DATASET RECORDS:

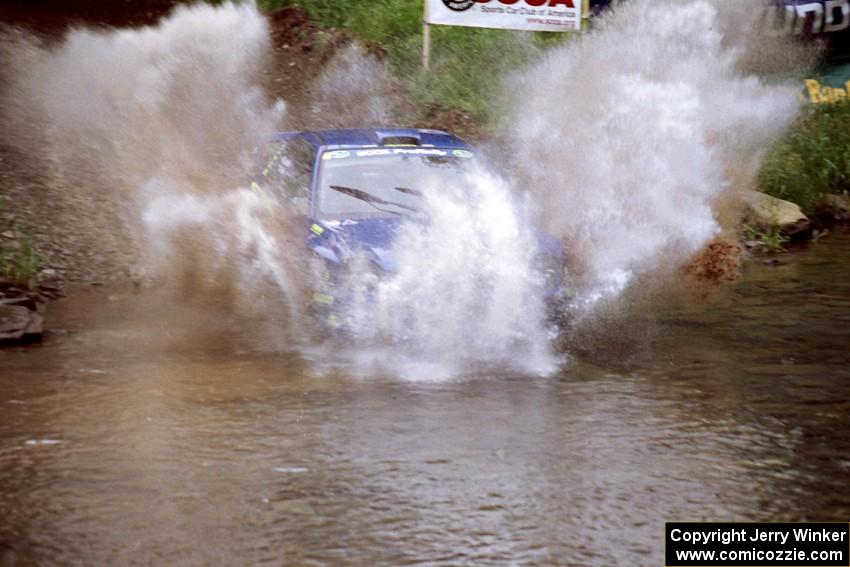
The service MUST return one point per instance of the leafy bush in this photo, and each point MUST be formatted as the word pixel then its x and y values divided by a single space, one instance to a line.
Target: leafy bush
pixel 812 160
pixel 18 265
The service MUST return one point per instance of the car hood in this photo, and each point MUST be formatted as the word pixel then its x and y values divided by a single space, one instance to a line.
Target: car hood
pixel 337 241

GIVEN INSTRUCTION:
Pull out every line of the records from the one containing "The service MUST return one point per instance of the car" through the end, and copy each one word for word.

EXERCISE RESULT:
The service MUST return one point per instance of the car hood in this photo, and each point MUST be formatted as the word pixel then its x and y values divided by a single space, one instance to a line.
Target: car hood
pixel 337 241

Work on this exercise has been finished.